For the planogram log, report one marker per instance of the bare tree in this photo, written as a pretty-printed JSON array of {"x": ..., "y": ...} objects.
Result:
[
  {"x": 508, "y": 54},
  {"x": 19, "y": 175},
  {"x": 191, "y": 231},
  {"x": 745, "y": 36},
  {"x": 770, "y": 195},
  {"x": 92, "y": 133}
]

★ ★ ★ ★ ★

Write out every record above again in full, request lines included, and add 38 to each x and y coordinate value in the answers.

For the planogram log, report one marker per instance of the bare tree in this photo, written as a pretty-printed JSON array of {"x": ..., "y": ...} objects.
Result:
[
  {"x": 546, "y": 92},
  {"x": 57, "y": 213},
  {"x": 229, "y": 269},
  {"x": 783, "y": 74},
  {"x": 808, "y": 233},
  {"x": 130, "y": 171}
]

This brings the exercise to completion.